[Exercise objective]: The records follow. Filter them to the lines that hold "green".

[Saved entries]
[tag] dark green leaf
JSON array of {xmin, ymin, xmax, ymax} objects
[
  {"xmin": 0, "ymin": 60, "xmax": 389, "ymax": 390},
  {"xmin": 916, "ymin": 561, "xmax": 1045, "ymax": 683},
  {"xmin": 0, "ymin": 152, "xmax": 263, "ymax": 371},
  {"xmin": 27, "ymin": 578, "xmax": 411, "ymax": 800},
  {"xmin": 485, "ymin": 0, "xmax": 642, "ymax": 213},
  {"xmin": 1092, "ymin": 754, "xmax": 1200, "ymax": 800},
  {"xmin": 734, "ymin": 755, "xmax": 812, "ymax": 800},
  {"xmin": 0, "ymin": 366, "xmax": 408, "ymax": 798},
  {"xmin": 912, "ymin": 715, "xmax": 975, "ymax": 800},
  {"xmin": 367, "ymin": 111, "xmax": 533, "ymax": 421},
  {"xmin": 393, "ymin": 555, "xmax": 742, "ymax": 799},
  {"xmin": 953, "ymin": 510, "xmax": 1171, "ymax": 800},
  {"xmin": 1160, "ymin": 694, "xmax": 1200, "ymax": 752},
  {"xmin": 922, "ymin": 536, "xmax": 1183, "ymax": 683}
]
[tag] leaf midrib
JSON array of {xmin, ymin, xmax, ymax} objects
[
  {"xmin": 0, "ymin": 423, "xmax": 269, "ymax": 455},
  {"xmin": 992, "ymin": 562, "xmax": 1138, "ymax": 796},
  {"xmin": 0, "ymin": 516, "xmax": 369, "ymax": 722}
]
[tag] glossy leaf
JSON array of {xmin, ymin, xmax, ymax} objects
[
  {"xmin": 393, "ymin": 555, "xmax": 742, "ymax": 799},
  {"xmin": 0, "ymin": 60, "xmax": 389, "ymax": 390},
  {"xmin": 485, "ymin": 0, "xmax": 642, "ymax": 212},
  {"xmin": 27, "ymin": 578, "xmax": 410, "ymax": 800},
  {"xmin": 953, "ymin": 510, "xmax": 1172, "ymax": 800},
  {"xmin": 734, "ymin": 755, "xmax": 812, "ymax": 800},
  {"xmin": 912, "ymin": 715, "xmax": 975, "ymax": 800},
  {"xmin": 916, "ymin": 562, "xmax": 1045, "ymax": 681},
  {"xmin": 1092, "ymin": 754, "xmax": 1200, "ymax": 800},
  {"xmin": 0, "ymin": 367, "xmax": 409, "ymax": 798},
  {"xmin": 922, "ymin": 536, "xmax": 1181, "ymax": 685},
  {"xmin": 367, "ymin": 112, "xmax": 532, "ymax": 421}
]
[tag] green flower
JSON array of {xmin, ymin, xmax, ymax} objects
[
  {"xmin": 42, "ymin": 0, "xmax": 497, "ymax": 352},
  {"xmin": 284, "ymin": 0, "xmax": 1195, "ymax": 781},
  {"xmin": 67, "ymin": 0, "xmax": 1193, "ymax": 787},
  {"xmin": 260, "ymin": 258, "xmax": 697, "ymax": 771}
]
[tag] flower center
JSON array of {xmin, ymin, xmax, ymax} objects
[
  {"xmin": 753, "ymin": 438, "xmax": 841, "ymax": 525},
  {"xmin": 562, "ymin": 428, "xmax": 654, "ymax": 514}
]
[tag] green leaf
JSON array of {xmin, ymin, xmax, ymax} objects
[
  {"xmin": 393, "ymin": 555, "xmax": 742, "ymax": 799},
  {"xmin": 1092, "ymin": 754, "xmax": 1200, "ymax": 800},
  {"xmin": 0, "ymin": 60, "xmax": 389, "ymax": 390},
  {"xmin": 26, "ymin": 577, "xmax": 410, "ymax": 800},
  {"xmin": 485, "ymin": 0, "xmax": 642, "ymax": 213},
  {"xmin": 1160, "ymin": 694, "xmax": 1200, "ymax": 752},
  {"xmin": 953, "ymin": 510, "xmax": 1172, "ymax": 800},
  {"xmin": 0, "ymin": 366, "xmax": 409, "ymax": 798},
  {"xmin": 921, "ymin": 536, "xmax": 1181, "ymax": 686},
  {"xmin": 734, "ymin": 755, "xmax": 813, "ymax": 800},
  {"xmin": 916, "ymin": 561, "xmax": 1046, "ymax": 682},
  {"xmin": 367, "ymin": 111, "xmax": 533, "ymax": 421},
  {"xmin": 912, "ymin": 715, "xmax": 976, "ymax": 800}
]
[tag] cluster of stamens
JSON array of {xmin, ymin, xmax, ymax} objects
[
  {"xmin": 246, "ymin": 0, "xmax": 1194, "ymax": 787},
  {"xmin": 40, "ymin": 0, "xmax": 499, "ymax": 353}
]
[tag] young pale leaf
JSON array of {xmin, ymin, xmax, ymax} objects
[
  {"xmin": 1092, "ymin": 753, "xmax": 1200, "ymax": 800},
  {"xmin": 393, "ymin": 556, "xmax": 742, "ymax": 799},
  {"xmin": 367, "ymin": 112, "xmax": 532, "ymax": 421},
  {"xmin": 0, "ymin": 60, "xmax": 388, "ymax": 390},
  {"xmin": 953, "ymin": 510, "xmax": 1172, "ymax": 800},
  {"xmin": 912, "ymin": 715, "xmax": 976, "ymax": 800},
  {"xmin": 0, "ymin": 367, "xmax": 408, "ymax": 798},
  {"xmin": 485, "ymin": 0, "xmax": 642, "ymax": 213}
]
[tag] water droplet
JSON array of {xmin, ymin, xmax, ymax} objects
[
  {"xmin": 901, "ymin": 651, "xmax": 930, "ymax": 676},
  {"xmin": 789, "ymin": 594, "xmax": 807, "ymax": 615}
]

[The completed task]:
[tag] dark green leaf
[tag] green flower
[tag] green leaf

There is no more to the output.